Compito 1 — Seleziona tutte le righe dell'elenco che contengono la parola "blue". Le maiuscole e le minuscole contano.

Brano fornito —
★ ★ ★

Publie le lunedì 19 aprile 2004 par Open-Publishing

Dazibao


di Wu Ming 4

Quella a cui stiamo assistendo è la più grande defaillance politico-militare
della storia dell’Occidente moderno. Metafora e concretizzazione della fine dell’Occidente
stesso.
L’idea folle e nazista che uno scontro di civiltà potesse risolvere il disastro
neo-liberista porta il mondo al suo punto di collasso. Là dove la pulsione di
morte insita nella nostra incivilità voleva arrivare. Là dove la concezione possidente,
acquirente, dell’esistenza doveva giungere: il mondo va consumato, sfruttato,
bruciato e niente più delle bombe consegue la
stessa efficacia economica.

Le oligarchie capitaliste dell’Estremo Occidente, abbandonata la maschera del
liberismo dal volto umano, hanno scommesso tutto sul piano del conflitto bellico
per affrontare la crisi. Dimenticando che quando non si ha più niente da offrire
in cambio dell’obbedienza, se non la minaccia di morte,
non è detto che all’avversario importi più granché della vita.
Il kamikaze è l’arma più micidiale ed efficace della storia. Nessun bombardiere
può competere con un tizio qualunque che si siede accanto a te al ristorante
o alla stazione della metropolitana con uno zainetto in spalla. Questo le oligarchie
petrolifere arabe lo sanno bene. La religione è soltanto la copertura ideologica
prescelta per mettere in atto la strategia in un determinato contesto culturale.
Ma soprattutto sanno che il soldato occidentale che punta il fucile sul ragazzino
con lo zainetto non ha scelta. Se lo lascia venire avanti, salta in aria e muore.
Se gli spara, uccide un
bambino. Comunque vada, la guerra dell’Occidente è persa in partenza.

In Irak l’Alleanza Occidentale paga il conto della spocchia, dell’ignoranza,
dell’ipocrisia, dimostrate nel volersi proporre come forza liberatrice mondiale.
In Vietnam sono occorsi anni prima che si giungesse a un livello analogo di stillicidio
e ingestibilità della situazione. In Irak sono bastati dodici mesi. Incredibile
che qualcuno al Pentagono non abbia tenuto conto dell’assioma di Sun Tzu: mai
chiudere le vie di fuga al nemico, chi è posto davanti alla morte combatte, chi
ha le spalle al muro è l’avversario
più temibile. Le bande armate che reagiscono all’occupazione straniera dell’Irak
non sono il Vietminh, almeno quanto non lo sono i bombaroli fanatici che si fanno
esplodere nelle stazioni. Ma tutti assieme sono l’armata all’altezza della sfida
che gli americani hanno lanciato, all’altezza dei tempi impazziti che viviamo.
L’esercito dei folli, dei
fascisti, dei disperati. Come Bush e chi lo segue.

★ ★ ★

Dati da usare —
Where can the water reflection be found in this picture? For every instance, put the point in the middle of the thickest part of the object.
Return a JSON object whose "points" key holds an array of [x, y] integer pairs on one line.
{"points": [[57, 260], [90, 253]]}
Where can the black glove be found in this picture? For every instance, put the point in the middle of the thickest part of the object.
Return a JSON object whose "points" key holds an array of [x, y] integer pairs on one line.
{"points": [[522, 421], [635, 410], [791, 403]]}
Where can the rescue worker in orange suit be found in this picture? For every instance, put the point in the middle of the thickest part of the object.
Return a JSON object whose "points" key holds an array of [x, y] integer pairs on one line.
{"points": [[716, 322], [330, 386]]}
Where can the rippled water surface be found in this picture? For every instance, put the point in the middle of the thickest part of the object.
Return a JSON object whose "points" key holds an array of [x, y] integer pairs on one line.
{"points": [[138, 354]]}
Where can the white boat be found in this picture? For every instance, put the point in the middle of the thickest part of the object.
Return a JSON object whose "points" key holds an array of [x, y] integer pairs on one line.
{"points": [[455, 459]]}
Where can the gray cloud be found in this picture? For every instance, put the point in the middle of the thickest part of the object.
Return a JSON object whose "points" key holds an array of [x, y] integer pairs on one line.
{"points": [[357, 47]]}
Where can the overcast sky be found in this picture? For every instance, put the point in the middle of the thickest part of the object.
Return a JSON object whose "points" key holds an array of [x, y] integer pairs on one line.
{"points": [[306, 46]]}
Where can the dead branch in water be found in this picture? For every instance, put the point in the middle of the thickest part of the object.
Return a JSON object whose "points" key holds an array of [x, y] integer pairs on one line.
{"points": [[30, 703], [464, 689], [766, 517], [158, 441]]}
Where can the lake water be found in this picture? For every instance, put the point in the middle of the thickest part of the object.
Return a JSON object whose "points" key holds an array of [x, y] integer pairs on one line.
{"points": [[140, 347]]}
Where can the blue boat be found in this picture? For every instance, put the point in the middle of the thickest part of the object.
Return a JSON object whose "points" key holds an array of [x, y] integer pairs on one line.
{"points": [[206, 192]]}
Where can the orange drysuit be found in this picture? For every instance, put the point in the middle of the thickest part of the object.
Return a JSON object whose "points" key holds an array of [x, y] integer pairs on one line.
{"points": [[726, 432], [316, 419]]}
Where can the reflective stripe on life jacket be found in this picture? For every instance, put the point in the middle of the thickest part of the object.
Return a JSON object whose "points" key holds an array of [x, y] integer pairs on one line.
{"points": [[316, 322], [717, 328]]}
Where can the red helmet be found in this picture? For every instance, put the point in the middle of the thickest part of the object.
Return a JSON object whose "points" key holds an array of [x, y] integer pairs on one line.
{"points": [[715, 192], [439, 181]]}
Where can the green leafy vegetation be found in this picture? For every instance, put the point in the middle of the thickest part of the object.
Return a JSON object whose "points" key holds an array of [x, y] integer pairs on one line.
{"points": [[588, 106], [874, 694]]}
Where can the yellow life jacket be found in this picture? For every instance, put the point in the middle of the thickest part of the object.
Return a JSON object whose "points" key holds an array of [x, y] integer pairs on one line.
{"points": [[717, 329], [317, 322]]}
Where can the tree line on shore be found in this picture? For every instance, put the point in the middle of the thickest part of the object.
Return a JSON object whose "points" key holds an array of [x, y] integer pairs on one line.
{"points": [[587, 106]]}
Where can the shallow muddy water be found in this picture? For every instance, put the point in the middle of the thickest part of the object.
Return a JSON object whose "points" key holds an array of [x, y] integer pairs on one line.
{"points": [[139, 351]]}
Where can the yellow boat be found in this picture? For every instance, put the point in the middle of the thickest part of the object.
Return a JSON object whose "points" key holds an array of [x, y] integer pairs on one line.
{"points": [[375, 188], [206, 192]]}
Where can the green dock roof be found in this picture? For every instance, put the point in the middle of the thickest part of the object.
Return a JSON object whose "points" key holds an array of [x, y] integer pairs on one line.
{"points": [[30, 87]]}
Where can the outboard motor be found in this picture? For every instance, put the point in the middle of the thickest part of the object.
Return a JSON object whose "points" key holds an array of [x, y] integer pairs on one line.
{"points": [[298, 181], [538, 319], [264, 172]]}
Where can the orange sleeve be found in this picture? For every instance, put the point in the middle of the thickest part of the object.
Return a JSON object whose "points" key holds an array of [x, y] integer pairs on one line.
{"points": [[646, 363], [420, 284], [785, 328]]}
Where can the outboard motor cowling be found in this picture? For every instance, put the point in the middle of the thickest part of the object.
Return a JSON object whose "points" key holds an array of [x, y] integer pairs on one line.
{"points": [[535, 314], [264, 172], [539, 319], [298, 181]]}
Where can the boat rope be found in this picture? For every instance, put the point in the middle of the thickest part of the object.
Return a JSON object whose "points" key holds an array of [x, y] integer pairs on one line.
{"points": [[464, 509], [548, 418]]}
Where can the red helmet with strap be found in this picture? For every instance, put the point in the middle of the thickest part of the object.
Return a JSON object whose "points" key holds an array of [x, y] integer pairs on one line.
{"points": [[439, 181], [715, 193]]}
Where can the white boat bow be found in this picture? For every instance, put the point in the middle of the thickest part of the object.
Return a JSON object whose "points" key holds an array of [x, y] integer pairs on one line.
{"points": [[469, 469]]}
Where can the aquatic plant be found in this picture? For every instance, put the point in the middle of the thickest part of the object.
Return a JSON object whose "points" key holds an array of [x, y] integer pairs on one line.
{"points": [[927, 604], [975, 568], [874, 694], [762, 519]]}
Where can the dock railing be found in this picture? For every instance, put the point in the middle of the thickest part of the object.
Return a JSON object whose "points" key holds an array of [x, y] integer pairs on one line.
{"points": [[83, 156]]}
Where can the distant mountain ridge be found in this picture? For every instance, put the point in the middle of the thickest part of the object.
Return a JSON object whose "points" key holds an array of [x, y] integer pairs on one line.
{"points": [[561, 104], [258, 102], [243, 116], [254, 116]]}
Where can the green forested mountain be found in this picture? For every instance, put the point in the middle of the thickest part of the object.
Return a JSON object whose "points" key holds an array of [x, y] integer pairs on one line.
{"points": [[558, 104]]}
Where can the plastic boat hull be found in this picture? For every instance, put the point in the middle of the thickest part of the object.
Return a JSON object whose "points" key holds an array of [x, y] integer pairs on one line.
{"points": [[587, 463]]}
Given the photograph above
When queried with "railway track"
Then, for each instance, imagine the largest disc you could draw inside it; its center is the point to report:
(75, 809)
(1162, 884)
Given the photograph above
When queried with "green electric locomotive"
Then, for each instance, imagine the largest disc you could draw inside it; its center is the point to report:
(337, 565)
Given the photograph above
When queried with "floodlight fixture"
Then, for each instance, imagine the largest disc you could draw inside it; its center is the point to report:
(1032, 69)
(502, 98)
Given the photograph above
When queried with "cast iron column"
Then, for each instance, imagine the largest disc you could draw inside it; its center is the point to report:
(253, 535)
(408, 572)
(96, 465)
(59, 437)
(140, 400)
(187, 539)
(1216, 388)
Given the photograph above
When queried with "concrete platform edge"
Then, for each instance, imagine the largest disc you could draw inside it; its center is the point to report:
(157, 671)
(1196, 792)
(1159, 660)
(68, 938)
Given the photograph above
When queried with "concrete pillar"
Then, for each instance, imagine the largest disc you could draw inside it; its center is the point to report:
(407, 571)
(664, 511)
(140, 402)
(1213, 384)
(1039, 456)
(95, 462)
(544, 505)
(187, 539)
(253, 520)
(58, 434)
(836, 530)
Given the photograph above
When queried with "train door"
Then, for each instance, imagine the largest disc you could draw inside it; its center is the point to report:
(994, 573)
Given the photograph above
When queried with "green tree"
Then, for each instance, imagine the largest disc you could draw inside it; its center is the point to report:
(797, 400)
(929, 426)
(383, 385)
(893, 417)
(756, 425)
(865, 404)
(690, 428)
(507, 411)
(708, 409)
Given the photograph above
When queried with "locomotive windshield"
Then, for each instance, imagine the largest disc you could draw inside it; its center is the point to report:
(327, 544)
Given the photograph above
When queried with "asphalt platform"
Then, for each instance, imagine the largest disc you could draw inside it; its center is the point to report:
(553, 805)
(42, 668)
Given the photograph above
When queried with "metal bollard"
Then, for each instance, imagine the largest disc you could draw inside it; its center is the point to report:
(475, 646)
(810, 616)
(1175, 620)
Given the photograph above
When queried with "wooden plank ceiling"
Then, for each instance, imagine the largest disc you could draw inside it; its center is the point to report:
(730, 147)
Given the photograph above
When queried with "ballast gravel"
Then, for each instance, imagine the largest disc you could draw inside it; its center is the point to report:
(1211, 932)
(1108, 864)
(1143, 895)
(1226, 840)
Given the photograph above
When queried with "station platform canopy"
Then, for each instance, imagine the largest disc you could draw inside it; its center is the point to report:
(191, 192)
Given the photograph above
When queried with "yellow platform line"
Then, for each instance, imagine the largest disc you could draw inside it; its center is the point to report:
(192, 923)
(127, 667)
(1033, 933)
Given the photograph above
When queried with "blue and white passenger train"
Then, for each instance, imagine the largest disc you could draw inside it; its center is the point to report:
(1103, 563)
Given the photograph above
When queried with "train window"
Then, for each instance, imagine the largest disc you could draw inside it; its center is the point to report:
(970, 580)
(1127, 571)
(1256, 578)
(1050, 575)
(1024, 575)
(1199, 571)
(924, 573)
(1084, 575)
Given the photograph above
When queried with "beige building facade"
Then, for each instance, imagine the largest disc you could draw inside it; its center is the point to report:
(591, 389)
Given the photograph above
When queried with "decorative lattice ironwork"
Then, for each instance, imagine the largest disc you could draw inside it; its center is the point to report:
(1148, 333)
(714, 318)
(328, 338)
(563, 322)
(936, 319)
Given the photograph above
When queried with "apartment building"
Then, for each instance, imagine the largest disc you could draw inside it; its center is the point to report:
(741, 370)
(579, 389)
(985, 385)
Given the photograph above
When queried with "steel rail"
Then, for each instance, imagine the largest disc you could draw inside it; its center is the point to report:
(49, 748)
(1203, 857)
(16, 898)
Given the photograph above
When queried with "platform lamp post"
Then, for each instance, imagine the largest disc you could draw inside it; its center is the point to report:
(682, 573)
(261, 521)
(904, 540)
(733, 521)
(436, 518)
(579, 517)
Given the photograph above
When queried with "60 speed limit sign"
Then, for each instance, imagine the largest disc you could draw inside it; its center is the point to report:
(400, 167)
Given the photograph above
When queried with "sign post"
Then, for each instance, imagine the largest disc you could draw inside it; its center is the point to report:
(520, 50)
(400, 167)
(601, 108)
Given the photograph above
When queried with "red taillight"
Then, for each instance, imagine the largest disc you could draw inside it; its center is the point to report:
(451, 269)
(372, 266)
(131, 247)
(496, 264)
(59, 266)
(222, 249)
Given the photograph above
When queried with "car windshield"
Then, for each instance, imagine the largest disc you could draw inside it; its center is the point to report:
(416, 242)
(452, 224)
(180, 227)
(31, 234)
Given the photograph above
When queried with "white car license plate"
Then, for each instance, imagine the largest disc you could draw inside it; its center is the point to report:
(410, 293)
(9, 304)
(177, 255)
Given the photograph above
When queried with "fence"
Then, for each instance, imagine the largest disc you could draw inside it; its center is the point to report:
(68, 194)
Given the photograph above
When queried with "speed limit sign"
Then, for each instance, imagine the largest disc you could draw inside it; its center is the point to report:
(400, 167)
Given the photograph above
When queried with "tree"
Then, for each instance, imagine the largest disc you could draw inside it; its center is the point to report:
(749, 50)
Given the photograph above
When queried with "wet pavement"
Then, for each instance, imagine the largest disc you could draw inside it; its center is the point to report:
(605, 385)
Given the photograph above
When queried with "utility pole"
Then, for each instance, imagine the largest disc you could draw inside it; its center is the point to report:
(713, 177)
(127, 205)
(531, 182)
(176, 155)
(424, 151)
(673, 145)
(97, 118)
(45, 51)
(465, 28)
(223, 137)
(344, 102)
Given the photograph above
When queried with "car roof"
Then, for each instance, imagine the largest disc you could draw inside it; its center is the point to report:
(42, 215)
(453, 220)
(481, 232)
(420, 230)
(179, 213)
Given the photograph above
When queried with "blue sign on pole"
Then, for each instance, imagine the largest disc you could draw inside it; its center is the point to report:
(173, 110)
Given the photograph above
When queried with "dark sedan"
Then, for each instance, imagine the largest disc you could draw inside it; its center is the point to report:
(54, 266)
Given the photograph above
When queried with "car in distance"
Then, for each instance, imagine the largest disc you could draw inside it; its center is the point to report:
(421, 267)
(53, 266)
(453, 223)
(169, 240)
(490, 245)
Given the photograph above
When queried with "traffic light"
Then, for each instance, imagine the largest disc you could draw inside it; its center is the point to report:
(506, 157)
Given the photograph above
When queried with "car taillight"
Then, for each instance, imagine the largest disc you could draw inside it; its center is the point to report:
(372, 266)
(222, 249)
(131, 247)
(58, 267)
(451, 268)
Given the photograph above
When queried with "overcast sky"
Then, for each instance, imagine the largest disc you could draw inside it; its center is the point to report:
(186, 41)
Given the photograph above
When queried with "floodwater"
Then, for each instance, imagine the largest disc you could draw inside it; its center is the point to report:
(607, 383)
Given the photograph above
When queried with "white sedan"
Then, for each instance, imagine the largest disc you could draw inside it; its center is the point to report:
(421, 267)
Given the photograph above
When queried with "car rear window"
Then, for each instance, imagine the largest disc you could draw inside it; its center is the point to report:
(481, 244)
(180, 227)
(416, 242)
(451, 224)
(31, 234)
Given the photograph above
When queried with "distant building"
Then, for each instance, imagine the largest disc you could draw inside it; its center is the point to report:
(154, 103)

★ ★ ★

Compito 2 — Riprendi il brano sulla guerra in Irak e sulla crisi dell'Occidente e proseguilo dopo la sua ultima frase.

Risposta scritta 1 —
Where can the blue boat be found in this picture? For every instance, put the point in the middle of the thickest part of the object.
When queried with "blue and white passenger train"
When queried with "blue sign on pole"

Risposta scritta 2 —
Il risultato politico è che l’Alleanza Occidentale si sta sfasciando, i governi
bellicisti cadono o si apprestano a cadere. Due anni fa Bush metteva una taglia
sulla testa di Bin Laden e lo braccava nelle grotte afgane. Oggi Bin Laden si
concede il lusso di proporre una tregua agli alleati europei dell’America. Una
tregua che se non stesse in bocca a un petroliere
fascista, fanatico e molto "americano", suonerebbe perfino ragionevole: se voi
smettete di attaccarci, noi smettiamo di attaccarvi.

Quando un anno fa scrivevamo sulle pagine di "Carta" che Bush avrebbe perso la
guerra, qualcuno all’interno del movimento dei movimenti ci liquidò con sufficienza,
accusandoci di non voler guardare in faccia l’onnipotenza imperiale e di volerci
rifugiare in un pacifismo innocuo ed ecumenico. La storia invece sta dimostrando
il contrario: il vero struzzo è chi si nasconde dietro l’idea che i Grandi Piani
mondiali possano essere progettati e portati a compimento a tavolino, per puro
dispiego di forza, lasciandoci
solo la possibilità di un generico e testimoniale ribellismo. Non esiste un piano
che possa prevedere tutto, e quello di Bush e dei suoi alleati era davvero un
piano ben misero e negligente. Per questo, ancora più disastroso e terribile.
Per questo, per l’assoluta mancanza di conoscenza, di prospettiva, di intelligenza
(anche perversa), porta a una catastrofe di dimensioni incalcolabili. Lo scontro
di civiltà non ha in palio niente, se non forse la fine di ogni margine di convivenza
e vivibilità sul pianeta.
L’Impero era un sogno velleitario già crollato.

Contro il rinculo delle utopie senescenti novecentesche che divorano il globo,
rimane l’utopia senile di chi non ha nulla da perdere, per il semplice fatto
che il capitalismo armato non ha più niente da offrire eccetto la guerra. Contro
la pulsione di morte rimane la vita. Su cui vale
la pena scommettere tutto ciò che resta del giorno. E per cui lottare e resistere,
affrontando il peggio quanto più collettivamente possibile.
Un’ostinata impeccabilità e uno sprezzante sorriso della ragione, fossero anche
un lusso in mezzo all’apocalisse, sono la condizione necessaria per rimanere
vivi e continuare a difendere i mondi diversi e possibili che
portiamo con noi.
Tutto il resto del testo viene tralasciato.